● Task objective
Below are entries with pictures among them; reproduce exactly, and only, the lines from the one containing "pixel 346 151" down to the one containing "pixel 37 263", without the pictures.

● Source records

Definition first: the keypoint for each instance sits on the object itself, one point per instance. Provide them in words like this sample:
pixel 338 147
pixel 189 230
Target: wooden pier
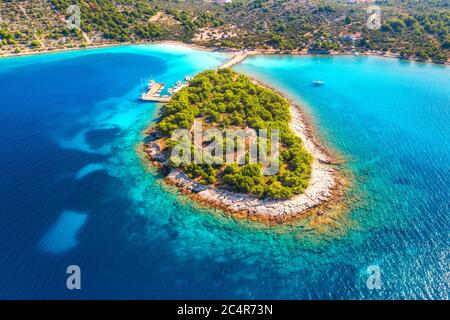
pixel 151 95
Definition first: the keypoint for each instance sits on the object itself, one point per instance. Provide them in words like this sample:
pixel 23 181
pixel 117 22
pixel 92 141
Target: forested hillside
pixel 416 29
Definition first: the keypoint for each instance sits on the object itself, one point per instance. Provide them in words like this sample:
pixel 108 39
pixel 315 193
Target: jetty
pixel 153 93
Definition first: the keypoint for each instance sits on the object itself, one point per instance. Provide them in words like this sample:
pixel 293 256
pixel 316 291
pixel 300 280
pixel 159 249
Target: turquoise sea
pixel 73 190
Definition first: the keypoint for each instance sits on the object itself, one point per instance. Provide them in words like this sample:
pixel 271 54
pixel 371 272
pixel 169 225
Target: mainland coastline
pixel 194 46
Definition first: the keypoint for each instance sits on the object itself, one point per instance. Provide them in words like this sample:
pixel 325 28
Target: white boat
pixel 151 83
pixel 318 83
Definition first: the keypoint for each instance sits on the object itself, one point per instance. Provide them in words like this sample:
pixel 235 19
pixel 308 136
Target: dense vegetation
pixel 412 28
pixel 225 99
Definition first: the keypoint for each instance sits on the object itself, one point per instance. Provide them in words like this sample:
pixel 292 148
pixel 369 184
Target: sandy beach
pixel 211 49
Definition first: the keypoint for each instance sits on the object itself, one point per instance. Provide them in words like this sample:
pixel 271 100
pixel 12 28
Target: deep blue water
pixel 74 191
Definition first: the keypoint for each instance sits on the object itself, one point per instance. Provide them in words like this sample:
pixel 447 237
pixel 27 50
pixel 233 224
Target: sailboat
pixel 318 83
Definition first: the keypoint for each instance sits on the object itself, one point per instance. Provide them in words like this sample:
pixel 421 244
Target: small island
pixel 225 100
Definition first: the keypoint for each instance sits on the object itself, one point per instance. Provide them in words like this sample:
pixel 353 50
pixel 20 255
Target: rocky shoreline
pixel 325 186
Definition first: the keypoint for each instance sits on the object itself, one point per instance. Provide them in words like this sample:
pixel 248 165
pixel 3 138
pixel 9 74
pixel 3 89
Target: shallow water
pixel 74 191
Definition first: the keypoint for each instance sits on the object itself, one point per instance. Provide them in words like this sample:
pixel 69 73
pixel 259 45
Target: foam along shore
pixel 325 184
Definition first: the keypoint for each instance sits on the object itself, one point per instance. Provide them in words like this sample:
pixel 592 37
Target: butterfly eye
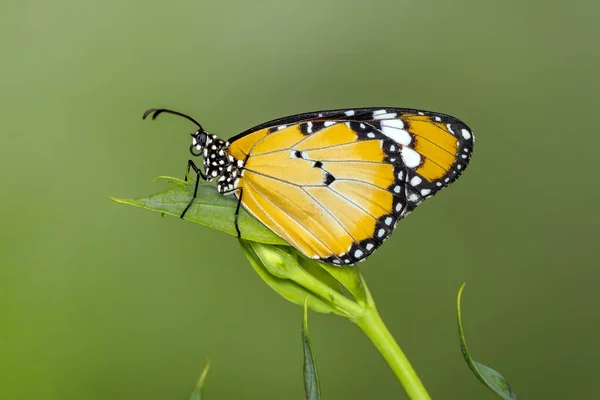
pixel 198 142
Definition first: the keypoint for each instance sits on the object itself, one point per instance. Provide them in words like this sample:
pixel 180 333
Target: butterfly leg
pixel 237 208
pixel 199 174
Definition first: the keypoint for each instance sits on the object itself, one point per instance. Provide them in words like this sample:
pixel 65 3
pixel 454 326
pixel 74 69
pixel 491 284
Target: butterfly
pixel 335 183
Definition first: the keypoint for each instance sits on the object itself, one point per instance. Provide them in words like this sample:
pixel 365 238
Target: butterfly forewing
pixel 335 183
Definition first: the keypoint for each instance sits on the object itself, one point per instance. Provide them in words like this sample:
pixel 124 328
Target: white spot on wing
pixel 393 129
pixel 410 157
pixel 384 116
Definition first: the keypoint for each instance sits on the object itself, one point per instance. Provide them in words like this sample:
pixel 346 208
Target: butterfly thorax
pixel 218 163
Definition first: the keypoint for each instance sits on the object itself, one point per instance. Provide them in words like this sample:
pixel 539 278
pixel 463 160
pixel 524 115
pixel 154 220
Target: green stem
pixel 372 325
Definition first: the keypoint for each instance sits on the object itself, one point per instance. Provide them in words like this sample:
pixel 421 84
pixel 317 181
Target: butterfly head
pixel 200 141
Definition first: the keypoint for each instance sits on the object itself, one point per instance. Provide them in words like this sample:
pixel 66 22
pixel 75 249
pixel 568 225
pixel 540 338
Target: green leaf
pixel 210 208
pixel 311 378
pixel 485 374
pixel 197 393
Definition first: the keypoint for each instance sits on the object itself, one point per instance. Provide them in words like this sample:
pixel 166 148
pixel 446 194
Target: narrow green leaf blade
pixel 485 374
pixel 311 378
pixel 197 392
pixel 210 208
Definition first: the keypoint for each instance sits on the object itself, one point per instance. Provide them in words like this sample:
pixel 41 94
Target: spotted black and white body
pixel 334 184
pixel 218 163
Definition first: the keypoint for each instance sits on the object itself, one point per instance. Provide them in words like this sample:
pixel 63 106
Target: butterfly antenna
pixel 157 111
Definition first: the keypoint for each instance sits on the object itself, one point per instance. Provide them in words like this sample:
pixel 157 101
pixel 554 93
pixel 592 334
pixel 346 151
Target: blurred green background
pixel 103 301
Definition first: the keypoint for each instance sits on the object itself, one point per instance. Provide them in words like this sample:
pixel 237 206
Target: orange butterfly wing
pixel 335 183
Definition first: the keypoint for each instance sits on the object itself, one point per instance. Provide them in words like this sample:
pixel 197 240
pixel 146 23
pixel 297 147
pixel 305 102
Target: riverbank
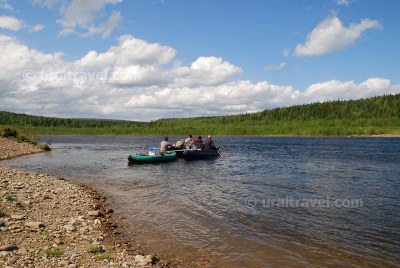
pixel 47 221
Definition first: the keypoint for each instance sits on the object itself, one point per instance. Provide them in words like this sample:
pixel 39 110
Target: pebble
pixel 94 213
pixel 8 248
pixel 34 224
pixel 70 227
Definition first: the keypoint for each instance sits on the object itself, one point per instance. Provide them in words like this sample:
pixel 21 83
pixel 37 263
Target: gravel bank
pixel 47 221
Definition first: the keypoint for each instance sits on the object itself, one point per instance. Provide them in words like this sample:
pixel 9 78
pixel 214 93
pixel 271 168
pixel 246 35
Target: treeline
pixel 377 115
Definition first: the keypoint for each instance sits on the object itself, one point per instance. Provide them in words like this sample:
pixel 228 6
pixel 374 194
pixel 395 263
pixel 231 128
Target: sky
pixel 144 60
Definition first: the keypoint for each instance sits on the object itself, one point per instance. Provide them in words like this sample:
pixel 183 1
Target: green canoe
pixel 157 158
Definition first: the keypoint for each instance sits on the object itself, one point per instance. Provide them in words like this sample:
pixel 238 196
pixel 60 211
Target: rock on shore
pixel 10 148
pixel 47 221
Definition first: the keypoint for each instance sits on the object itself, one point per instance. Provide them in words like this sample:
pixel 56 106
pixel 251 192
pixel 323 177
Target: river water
pixel 269 202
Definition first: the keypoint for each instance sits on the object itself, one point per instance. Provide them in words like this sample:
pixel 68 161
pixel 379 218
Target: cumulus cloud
pixel 106 28
pixel 275 67
pixel 331 35
pixel 343 2
pixel 5 5
pixel 80 14
pixel 138 80
pixel 205 71
pixel 10 23
pixel 45 3
pixel 36 28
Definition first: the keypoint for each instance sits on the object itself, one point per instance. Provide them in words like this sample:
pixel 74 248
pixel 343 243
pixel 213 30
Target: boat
pixel 191 154
pixel 152 158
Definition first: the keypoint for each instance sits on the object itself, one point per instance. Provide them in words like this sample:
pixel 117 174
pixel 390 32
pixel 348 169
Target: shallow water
pixel 269 202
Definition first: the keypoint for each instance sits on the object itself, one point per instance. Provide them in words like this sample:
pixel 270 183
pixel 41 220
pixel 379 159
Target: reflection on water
pixel 222 208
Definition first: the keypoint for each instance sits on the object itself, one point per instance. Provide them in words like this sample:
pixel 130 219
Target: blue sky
pixel 150 59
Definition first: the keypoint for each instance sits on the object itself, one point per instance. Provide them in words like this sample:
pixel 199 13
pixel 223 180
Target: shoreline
pixel 49 221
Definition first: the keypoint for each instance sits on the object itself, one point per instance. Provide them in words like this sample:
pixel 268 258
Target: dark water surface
pixel 307 202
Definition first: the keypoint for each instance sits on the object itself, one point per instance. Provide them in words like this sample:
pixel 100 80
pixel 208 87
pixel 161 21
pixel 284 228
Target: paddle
pixel 223 156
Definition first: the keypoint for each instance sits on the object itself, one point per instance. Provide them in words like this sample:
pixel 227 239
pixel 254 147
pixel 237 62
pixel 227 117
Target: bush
pixel 9 133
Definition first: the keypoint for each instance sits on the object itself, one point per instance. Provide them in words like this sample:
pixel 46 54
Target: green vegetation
pixel 95 249
pixel 373 116
pixel 104 256
pixel 54 252
pixel 13 134
pixel 9 197
pixel 2 211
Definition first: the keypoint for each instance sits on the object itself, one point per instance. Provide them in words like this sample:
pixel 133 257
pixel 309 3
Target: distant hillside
pixel 377 115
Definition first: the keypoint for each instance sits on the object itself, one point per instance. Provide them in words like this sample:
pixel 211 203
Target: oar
pixel 223 157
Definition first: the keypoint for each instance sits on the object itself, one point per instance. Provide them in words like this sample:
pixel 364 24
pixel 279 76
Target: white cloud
pixel 205 71
pixel 106 28
pixel 45 3
pixel 80 14
pixel 330 35
pixel 5 5
pixel 275 67
pixel 37 27
pixel 10 23
pixel 133 80
pixel 285 52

● Solution for this exercise
pixel 346 151
Target: blurred green background
pixel 103 301
Definition first: the keypoint for each instance sits on the object itself, one point per instance. Provide them in words like this sample:
pixel 237 206
Target: orange butterfly wing
pixel 335 183
Definition first: the keypoint for each instance sits on the object itself, one point per instance. Provide them in words like this sample:
pixel 197 240
pixel 146 23
pixel 297 147
pixel 305 102
Target: riverbank
pixel 47 221
Definition first: the keypoint for each instance sits on the object itself, one point per instance. Provide them in words like this sample:
pixel 39 110
Target: pebble
pixel 94 213
pixel 8 248
pixel 34 224
pixel 70 227
Definition first: the keypoint for each instance sits on the object itself, one point per instance. Provide them in words like this sample:
pixel 21 83
pixel 37 263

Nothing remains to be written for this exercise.